Re: [ANN] Instaparse 1.0.0

Mark Engelberg Fri, 12 Apr 2013 00:51:40 -0700

On Thu, Apr 11, 2013 at 7:41 PM, Dmitry Kakurin <dmitry.kaku...@gmail.com>wrote:


> But your parser rules are somewhat new to me.
> Both variations are accepted:
>
>      add = add-sub <'+'> add-sub
>      add = mul-div <'+'> add-sub
>
> And in both cases some generated parsers are correct (arithmetically
> speaking :-) ), but I'd like to understand rules for the first/default
> parser.
> Could you clarify it a little please?
>

Let's start with a simpler example, a grammar that only involves + and
numbers (no handling for parens or whitespace).

(def addition
  (insta/parser
    "plus = plus <'+'> plus | num
     num = #'[0-9]'+"))

If you call (parses addition "1+2+3"), you'll see that that two parse
results are returned.  This grammar is ambiguous and you'll get one parse
result that corresponds to (1+2)+3 and another parse result that
corresponds to 1+(2+3).

I gather from your questions that you really want to know which of these
parse results will come first (i.e., which one will be returned if you only
ask for one parse result).  The answer is:  I make no guarantee as to which
will come first.  (I'm not just being ornery; this lack of guarantee is
important for my future plans for a concurrent version).

Now in this particular case, since addition is associative, maybe we're
perfectly happy to let the ambiguity stand and let instaparse just pick one
of the two possible results for us.  But if we don't want that ambiguity,
we must alter the grammar until we see that parses always returns one
result.  In the above grammar, there are a couple straightforward ways to
resolve the disambiguation:

(def addition-associate-right
  (insta/parser
    "plus = num <'+'> plus | num
     num = #'[0-9]'+"))

(def addition-associate-left
  (insta/parser
    "plus = plus <'+'> num | num
     num = #'[0-9]'+"))

You mentioned that you were familiar with LL grammars.  So this is similar
to LL in the sense that if you want a precise result, you need to make the
grammar precise -- you can't rely on external precedence or associativity
rules.  However, the resulting disambiguated grammars are much more natural.

Consider the above addition-associate-left grammar -- LL would choke on
this because it is left-recursive.  If you want to associate to the left in
LL, you have to transform the natural-looking left-recursive rule into
something much messier.  This is an unfortunate limitation of LL grammars.
For correct calculation, arithmetic operators of equal precedence really
need to associate to the left (i.e., 1-2-3 should evaluate as (1-2)-3, not
1-(2-3)), and left recursion is the easiest way to express that.

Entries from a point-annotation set

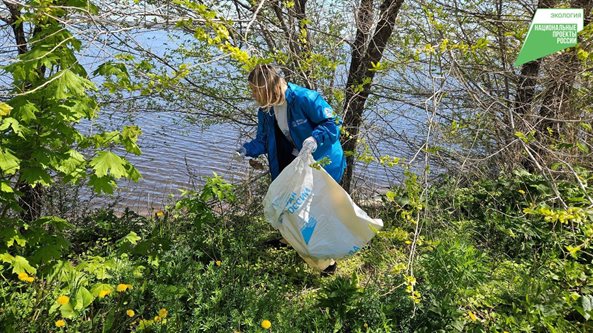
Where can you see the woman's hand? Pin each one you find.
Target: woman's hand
(309, 146)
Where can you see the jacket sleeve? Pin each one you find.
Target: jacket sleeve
(257, 146)
(327, 124)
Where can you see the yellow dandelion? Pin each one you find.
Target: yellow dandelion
(266, 324)
(103, 293)
(123, 287)
(63, 300)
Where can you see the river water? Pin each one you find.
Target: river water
(177, 155)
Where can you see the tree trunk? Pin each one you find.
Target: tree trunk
(365, 52)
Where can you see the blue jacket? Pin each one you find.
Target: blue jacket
(308, 115)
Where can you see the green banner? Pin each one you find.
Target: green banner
(552, 30)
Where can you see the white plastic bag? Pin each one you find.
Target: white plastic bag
(315, 215)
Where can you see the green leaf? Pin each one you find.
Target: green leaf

» Task set
• a. In the Instaparse post, quote the passage starting at "You mentioned that" and ending at "much more natural.".
• b. In the Instaparse post, why does LL choke on the addition-associate-left grammar?

» Solutions per task
• a.
You mentioned that you were familiar with LL grammars.  So this is similar
to LL in the sense that if you want a precise result, you need to make the
grammar precise -- you can't rely on external precedence or associativity
rules.  However, the resulting disambiguated grammars are much more natural.

• b. It is left-recursive.